Image boundary annotation data
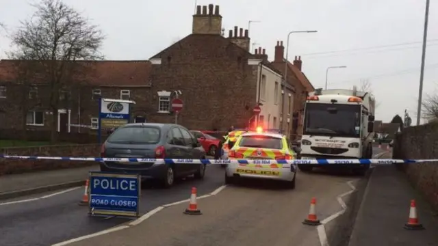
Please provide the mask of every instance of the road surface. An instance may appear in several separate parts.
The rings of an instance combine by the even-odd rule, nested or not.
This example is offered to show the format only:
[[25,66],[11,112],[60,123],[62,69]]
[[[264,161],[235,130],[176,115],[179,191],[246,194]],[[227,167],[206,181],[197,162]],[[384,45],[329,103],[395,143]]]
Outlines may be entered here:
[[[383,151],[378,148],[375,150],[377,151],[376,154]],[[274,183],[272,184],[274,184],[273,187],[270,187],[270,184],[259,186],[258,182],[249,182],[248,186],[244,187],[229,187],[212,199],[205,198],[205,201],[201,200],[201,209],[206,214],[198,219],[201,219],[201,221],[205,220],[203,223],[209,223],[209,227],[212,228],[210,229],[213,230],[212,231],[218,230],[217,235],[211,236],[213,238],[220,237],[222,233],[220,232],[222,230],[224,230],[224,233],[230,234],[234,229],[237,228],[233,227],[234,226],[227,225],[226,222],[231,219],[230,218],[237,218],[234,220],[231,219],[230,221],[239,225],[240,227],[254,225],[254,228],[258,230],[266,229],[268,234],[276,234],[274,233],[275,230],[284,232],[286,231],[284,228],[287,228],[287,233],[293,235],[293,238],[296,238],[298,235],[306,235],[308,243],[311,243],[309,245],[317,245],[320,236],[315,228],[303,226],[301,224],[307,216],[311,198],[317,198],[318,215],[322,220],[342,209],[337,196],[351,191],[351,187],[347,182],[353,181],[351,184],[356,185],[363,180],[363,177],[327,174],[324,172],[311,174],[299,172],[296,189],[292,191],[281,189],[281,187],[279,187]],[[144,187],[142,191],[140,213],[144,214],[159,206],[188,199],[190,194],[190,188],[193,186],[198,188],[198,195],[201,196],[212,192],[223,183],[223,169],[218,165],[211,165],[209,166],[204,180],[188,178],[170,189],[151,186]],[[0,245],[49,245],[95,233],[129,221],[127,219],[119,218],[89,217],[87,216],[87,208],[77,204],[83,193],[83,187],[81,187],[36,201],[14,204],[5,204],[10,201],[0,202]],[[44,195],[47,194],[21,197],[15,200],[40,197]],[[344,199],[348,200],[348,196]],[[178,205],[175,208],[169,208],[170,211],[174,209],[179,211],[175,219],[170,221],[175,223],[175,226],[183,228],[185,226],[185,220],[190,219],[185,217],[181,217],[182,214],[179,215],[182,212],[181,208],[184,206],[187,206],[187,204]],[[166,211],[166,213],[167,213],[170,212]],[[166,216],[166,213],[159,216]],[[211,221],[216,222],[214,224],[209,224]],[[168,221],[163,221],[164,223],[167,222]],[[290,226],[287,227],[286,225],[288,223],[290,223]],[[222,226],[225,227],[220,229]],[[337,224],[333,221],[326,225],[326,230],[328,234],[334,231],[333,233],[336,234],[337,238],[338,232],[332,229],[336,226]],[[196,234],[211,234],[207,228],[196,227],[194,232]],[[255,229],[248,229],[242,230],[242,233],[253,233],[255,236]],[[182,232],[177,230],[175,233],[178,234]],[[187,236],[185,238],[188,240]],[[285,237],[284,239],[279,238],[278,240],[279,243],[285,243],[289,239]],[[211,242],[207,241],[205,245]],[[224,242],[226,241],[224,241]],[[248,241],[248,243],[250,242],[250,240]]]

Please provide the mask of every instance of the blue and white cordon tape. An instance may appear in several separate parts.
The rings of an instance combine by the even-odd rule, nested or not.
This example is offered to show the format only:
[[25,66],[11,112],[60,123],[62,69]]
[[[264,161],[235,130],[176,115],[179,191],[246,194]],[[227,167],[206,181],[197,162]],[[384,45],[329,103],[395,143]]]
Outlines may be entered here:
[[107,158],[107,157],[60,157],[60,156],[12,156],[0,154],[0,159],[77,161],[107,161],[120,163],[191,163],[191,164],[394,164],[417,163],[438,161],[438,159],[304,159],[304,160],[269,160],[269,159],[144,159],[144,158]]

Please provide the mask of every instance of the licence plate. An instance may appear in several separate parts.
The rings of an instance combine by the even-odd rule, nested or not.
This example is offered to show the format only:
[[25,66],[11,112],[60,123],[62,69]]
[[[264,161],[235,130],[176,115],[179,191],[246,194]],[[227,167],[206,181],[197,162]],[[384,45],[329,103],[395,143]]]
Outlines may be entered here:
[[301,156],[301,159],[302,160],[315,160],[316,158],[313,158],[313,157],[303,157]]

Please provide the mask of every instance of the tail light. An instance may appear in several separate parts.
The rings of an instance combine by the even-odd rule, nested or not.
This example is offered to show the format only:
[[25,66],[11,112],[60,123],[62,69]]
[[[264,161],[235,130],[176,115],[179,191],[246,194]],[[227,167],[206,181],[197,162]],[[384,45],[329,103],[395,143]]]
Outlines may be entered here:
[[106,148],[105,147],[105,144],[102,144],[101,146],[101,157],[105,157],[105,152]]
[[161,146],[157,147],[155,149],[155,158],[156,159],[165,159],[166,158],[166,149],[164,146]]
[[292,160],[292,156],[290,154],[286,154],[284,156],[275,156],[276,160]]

WRITTEN EXERCISE:
Copy the lines of the listing word for word, beginning with the line that contains "Please provide the mask of every instance of the tail" and continuing through the end of the listing.

SOLUTION BELOW:
Please provide the mask of every instance of the tail light. An instance may appear in several separate parts.
The rings of an instance combine by the even-odd rule, nested or not.
This example is offered to show the format only:
[[25,66],[11,112],[60,123],[62,69]]
[[[264,161],[235,130],[176,115],[179,191],[246,194]],[[227,167],[206,181],[197,162]],[[384,45],[329,103],[395,143]]]
Outlines may be entered here:
[[106,148],[105,147],[105,144],[102,144],[101,146],[101,157],[105,157],[105,152]]
[[161,146],[157,147],[155,149],[155,158],[156,159],[165,159],[166,158],[166,149],[164,146]]
[[292,160],[292,156],[290,154],[286,154],[284,156],[275,156],[276,160]]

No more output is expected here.